* Tasks for this exercise
a) In the text on model fusion, what score did FuseChat-Qwen-2.5-7B-Instruct reach on Arena-Hard?
b) Rewrite the part of the model fusion text that begins at "The model was" and ends after "model like ArmoRM.", putting "scoring model" in place of "reward model".
c) Which source LLMs does the model fusion text name as contributing capabilities to the target model?

* Passage to read

FuseChat-Qwen-2.5-7B-Instruct: Implicit Model Fusion
FuseChat-Qwen-2.5-7B-Instruct is a 7.6 billion parameter model from the FuseChat-3.0 series, developed by FuseAI. This model utilizes an innovative implicit model fusion (IMF) approach to transfer capabilities from powerful source LLMs (Gemma-2-27B-It, Mistral-Large-Instruct-2407, Qwen-2.5-72B-Instruct, and Llama-3.1-70B-Instruct) into a smaller Qwen-2.5-7B-Instruct target model.
Key Capabilities & Training
The IMF process involves a two-stage training pipeline:
- Supervised Fine-Tuning (SFT): Mitigates distribution discrepancies by fine-tuning on high-quality responses from source models.
- Direct Preference Optimization (DPO): Learns preferences from multiple source LLMs using best and worst response pairs, further enhancing performance.
The model was trained on a diverse dataset of 158,667 entries, covering instruction following, general conversation, mathematics, coding, and Chinese language tasks. This includes data from UltraFeedback, OpenMathInstruct-2, and LeetCode, with responses sampled from the larger source models and annotated using an external reward model like ArmoRM.
Performance Highlights
FuseChat-Qwen-2.5-7B-Instruct demonstrates significant improvements across various benchmarks, particularly in instruction following. For instance, it achieved 63.6% on AlpacaEval-2 and 61.4% on Arena-Hard, marking substantial gains over the base Qwen-2.5-7B-Instruct model. While showing strong performance in areas like MT-Bench and AMC 23, it also maintains competitive scores in mathematics and coding, with an overall average improvement across 14 benchmarks.

* Source information
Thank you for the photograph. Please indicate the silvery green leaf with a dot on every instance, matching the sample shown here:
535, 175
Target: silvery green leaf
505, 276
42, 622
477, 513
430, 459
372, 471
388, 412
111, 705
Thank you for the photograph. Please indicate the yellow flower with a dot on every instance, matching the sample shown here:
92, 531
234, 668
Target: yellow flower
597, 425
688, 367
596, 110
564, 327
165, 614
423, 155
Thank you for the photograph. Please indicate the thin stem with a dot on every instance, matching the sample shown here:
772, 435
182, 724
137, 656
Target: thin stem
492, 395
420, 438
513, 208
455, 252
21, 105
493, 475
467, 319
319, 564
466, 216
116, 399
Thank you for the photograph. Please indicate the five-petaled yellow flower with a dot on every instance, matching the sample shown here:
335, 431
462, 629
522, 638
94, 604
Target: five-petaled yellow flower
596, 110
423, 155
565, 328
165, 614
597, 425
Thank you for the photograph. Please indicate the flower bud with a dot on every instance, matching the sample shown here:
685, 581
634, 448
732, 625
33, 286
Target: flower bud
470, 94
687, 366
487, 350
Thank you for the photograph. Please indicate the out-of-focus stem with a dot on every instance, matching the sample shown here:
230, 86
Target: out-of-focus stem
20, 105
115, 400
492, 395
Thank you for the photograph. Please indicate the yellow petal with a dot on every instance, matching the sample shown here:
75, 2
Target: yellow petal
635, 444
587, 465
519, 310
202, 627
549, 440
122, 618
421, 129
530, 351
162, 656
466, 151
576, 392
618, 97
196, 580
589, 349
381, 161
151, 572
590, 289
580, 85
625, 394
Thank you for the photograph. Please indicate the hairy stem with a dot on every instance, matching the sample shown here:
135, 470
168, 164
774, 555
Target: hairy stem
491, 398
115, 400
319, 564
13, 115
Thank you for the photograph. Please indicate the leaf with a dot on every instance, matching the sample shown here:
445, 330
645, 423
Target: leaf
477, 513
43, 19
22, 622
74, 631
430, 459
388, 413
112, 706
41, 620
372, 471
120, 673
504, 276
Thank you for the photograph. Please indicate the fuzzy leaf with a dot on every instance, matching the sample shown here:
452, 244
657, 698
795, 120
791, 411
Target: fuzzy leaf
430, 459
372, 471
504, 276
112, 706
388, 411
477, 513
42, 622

* Expected responses
a) 61.4%

b)
The model was trained on a diverse dataset of 158,667 entries, covering instruction following, general conversation, mathematics, coding, and Chinese language tasks. This includes data from UltraFeedback, OpenMathInstruct-2, and LeetCode, with responses sampled from the larger source models and annotated using an external scoring model like ArmoRM.

c) Gemma-2-27B-It, Mistral-Large-Instruct-2407, Qwen-2.5-72B-Instruct, and Llama-3.1-70B-Instruct